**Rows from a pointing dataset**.
— Begin —

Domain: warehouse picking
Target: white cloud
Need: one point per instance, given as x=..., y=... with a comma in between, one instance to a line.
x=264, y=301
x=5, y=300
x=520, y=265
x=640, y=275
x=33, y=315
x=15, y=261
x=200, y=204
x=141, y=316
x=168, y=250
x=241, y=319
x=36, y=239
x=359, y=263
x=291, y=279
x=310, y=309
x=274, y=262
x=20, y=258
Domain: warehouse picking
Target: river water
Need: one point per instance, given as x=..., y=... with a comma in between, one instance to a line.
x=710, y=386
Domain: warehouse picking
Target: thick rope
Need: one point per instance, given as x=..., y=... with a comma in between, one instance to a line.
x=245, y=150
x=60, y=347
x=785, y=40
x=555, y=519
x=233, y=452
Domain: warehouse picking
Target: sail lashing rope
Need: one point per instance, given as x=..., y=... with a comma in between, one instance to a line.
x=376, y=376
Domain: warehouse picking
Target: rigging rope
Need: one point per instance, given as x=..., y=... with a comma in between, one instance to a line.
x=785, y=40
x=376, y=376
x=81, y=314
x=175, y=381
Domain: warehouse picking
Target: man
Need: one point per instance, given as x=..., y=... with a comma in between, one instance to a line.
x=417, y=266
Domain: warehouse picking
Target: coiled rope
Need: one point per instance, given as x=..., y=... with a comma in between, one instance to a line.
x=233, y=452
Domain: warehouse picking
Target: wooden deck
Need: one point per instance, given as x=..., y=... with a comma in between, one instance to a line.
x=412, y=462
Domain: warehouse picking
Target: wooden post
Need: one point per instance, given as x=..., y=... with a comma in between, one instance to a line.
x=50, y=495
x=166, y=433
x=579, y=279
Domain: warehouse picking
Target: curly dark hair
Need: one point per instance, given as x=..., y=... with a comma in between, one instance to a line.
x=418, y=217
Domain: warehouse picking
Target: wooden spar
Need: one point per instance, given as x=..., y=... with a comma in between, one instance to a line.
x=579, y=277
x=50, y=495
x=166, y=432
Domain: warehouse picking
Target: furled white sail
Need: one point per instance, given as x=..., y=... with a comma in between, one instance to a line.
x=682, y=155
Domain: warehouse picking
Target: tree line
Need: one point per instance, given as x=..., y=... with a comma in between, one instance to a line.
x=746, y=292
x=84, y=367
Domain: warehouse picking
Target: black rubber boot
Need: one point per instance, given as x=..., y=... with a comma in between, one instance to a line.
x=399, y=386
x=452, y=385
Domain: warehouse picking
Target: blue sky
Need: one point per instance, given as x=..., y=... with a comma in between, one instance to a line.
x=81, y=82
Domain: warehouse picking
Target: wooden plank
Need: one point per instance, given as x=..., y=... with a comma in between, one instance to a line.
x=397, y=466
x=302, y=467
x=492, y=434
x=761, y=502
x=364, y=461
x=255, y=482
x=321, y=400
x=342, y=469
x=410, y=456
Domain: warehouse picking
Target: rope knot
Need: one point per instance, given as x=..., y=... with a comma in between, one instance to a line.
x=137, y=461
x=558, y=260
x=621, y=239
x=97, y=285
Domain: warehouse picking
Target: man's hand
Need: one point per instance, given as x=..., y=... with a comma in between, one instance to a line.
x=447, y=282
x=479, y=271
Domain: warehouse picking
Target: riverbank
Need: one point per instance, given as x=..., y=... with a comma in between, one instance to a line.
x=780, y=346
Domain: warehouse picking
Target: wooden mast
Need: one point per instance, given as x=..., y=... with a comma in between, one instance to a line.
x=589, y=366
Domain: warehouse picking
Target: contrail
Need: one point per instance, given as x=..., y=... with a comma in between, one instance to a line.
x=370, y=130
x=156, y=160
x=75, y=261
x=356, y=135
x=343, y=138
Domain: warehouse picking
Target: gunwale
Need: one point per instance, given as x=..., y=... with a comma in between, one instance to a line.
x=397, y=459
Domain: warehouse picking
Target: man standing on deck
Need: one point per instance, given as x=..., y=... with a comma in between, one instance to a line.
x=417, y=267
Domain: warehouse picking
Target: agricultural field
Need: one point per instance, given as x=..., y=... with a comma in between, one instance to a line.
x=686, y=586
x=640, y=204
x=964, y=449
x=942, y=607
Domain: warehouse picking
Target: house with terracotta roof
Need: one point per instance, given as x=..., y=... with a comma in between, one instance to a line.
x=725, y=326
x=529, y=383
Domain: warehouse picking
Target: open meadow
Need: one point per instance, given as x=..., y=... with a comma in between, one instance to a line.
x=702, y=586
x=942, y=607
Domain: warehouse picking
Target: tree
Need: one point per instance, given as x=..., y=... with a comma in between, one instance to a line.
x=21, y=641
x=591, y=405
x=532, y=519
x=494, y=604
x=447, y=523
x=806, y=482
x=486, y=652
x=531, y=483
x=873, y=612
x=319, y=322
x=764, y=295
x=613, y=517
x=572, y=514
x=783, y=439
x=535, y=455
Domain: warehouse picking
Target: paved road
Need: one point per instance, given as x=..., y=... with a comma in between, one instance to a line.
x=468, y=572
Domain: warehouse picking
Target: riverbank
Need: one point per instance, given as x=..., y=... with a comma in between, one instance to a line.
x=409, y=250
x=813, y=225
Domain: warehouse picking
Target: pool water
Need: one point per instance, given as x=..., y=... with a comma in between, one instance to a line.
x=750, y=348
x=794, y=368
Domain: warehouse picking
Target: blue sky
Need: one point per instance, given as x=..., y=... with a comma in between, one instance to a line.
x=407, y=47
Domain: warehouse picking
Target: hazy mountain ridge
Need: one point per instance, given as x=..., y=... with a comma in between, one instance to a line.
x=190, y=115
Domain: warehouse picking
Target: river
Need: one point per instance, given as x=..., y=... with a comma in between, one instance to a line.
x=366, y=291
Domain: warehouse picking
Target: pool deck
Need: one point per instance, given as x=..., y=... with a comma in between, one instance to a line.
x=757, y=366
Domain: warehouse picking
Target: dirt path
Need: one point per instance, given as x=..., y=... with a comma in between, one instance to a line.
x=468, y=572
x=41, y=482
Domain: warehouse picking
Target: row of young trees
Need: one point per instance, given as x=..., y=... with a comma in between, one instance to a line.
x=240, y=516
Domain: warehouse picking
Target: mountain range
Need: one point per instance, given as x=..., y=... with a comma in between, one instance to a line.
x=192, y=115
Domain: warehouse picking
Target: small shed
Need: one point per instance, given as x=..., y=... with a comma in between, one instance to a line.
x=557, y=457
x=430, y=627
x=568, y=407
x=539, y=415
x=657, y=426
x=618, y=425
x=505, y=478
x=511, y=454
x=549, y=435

— End —

**DIRECTIONS**. Return all of the above records exactly, leaving no line out.

**TASK OUTPUT**.
Domain: warehouse picking
Target: white cloud
Need: one point per instance, given as x=..., y=... with a comma in between, one instance to a line.
x=264, y=301
x=5, y=300
x=520, y=265
x=640, y=275
x=33, y=315
x=15, y=261
x=200, y=204
x=141, y=316
x=168, y=250
x=241, y=319
x=36, y=239
x=359, y=263
x=291, y=279
x=310, y=309
x=274, y=262
x=20, y=258
Domain: warehouse picking
Target: river water
Need: one point per instance, given as x=..., y=... with a comma in between, one instance to a line.
x=710, y=386
Domain: warehouse picking
Target: thick rope
Need: one point per instance, given as x=..., y=... with a comma in between, one instance to a line.
x=245, y=150
x=60, y=347
x=785, y=40
x=555, y=519
x=233, y=452
Domain: warehouse picking
Target: sail lashing rope
Need: one point per instance, given as x=..., y=... with a comma in between, one instance to a line.
x=376, y=376
Domain: warehouse picking
Target: rigging rope
Need: one point per instance, given as x=..., y=... with a comma in between, one instance to a line.
x=785, y=40
x=376, y=376
x=81, y=314
x=175, y=381
Domain: warehouse picking
Target: man
Need: one point per instance, given as x=..., y=... with a comma in between, one instance to a line.
x=417, y=266
Domain: warehouse picking
Target: coiled rope
Need: one point per instance, given as x=..., y=... with a comma in between, one instance to a line.
x=233, y=452
Domain: warehouse picking
Target: wooden deck
Need: one point per instance, given as x=..., y=... with a comma in between, one instance to a line.
x=412, y=462
Domain: warehouse picking
Target: wooden post
Need: one point per instance, given as x=..., y=... with a comma in between, one instance to a line.
x=50, y=495
x=166, y=433
x=579, y=279
Domain: warehouse picking
Target: curly dark hair
Need: one point per instance, given as x=..., y=... with a comma in between, one instance to a line.
x=418, y=217
Domain: warehouse picking
Target: wooden spar
Need: one point per instance, given as x=..., y=... with a comma in between, one instance to a line.
x=579, y=277
x=50, y=495
x=166, y=432
Domain: warehouse picking
Target: furled white sail
Need: one point per instance, given as x=..., y=... with a comma in between, one instance to a line.
x=682, y=155
Domain: warehouse picking
Target: tree line
Need: one point per instance, given as x=..., y=... with a comma in between, one instance to a line.
x=746, y=292
x=84, y=367
Domain: warehouse picking
Target: black rubber boot
Need: one point per instance, given as x=..., y=... with a comma in between, one instance to a line.
x=399, y=386
x=452, y=385
Domain: warehouse picking
Target: blue sky
Need: one point per instance, given as x=..., y=... with a comma in between, one instance to a line.
x=81, y=82
Domain: warehouse picking
Target: wooden plank
Need: one point per instance, given as x=..., y=... with a comma in between, one instance to a line.
x=397, y=466
x=302, y=467
x=492, y=434
x=761, y=502
x=364, y=461
x=255, y=482
x=321, y=400
x=342, y=469
x=410, y=456
Domain: warehouse picking
Target: rope knot
Need: one point per instance, given as x=..., y=... with a comma in between, one instance to a line.
x=137, y=461
x=558, y=260
x=621, y=239
x=97, y=285
Domain: warehouse picking
Target: man's hand
Need: one point per instance, given as x=..., y=... with a comma in between, one instance to a line.
x=447, y=282
x=479, y=271
Domain: warehouse picking
Target: riverbank
Need: one point per instance, given as x=..., y=... with a comma in between, one instance to a line.
x=780, y=346
Domain: warehouse picking
Target: wooden mast
Need: one point per instance, given as x=..., y=... with a comma in between, one instance to a line.
x=589, y=366
Domain: warehouse picking
Target: contrail
Need: one point per instance, given as x=..., y=... with a comma in between, one instance to a line.
x=370, y=130
x=156, y=160
x=75, y=261
x=356, y=135
x=343, y=138
Domain: warehouse picking
Target: gunwale
Need: one point per instance, given as x=..., y=... with a comma in between, one instance to a line.
x=397, y=459
Domain: warehouse picking
Target: man standing on deck
Need: one point per instance, given as x=..., y=... with a comma in between, one instance to a line.
x=417, y=267
Domain: warehouse picking
Target: agricultural field
Need: one point per instance, given as x=..., y=... with a comma in between, one instance to a line.
x=686, y=586
x=640, y=204
x=964, y=449
x=942, y=607
Domain: warehouse picking
Target: house with terracotta roof
Need: one point per instance, given as x=..., y=... with a comma in between, one instance to a line.
x=725, y=326
x=529, y=383
Domain: warehouse picking
Target: open meadow
Need: one point per instance, given as x=..., y=... with a comma in between, one instance to a line.
x=702, y=586
x=942, y=607
Domain: warehouse picking
Target: tree
Need: one point per instance, given as x=..., y=... with a comma in between, one instance to a line.
x=21, y=641
x=591, y=405
x=532, y=519
x=494, y=604
x=447, y=523
x=806, y=482
x=486, y=652
x=531, y=483
x=873, y=612
x=319, y=322
x=764, y=295
x=613, y=517
x=572, y=514
x=783, y=439
x=535, y=455
Domain: warehouse picking
Target: paved road
Need: one point per instance, given as x=..., y=... with a comma in between, one instance to a line.
x=468, y=572
Domain: warehouse picking
Target: riverbank
Need: one point per instance, given as x=..., y=... with a comma in between, one instance to a line.
x=409, y=250
x=813, y=225
Domain: warehouse picking
Target: pool water
Need: one point per instance, given as x=..., y=... with a comma in between, one instance to a line.
x=750, y=348
x=794, y=368
Domain: warehouse picking
Target: blue sky
Need: one point per instance, given as x=..., y=... with a comma in between, one instance to a line.
x=407, y=47
Domain: warehouse picking
Target: hazy mountain ridge
Need: one point per instance, given as x=..., y=... with a comma in between, one instance to a line.
x=190, y=115
Domain: warehouse picking
Target: river
Need: one point per instance, given as x=..., y=... with a comma in between, one instance to a line.
x=366, y=291
Domain: warehouse picking
Target: pool deck
Need: one point per instance, given as x=..., y=... with a comma in between, one instance to a line.
x=757, y=366
Domain: warehouse picking
Target: dirt path
Need: one point per instance, given as x=..., y=... with a comma in between, one instance to a line.
x=468, y=572
x=41, y=482
Domain: warehouse picking
Target: row of young trees
Need: one point per instance, given as x=..., y=... with a comma in between, one instance to a line.
x=240, y=516
Domain: warehouse picking
Target: mountain range
Need: one point per instance, given as x=..., y=... with a comma in between, one instance to a line.
x=192, y=115
Domain: warehouse picking
Target: small shed
Need: one point per instance, given as x=..., y=... with a comma in between, one instance to a line.
x=557, y=457
x=430, y=627
x=568, y=407
x=539, y=415
x=657, y=426
x=618, y=425
x=505, y=478
x=511, y=454
x=549, y=435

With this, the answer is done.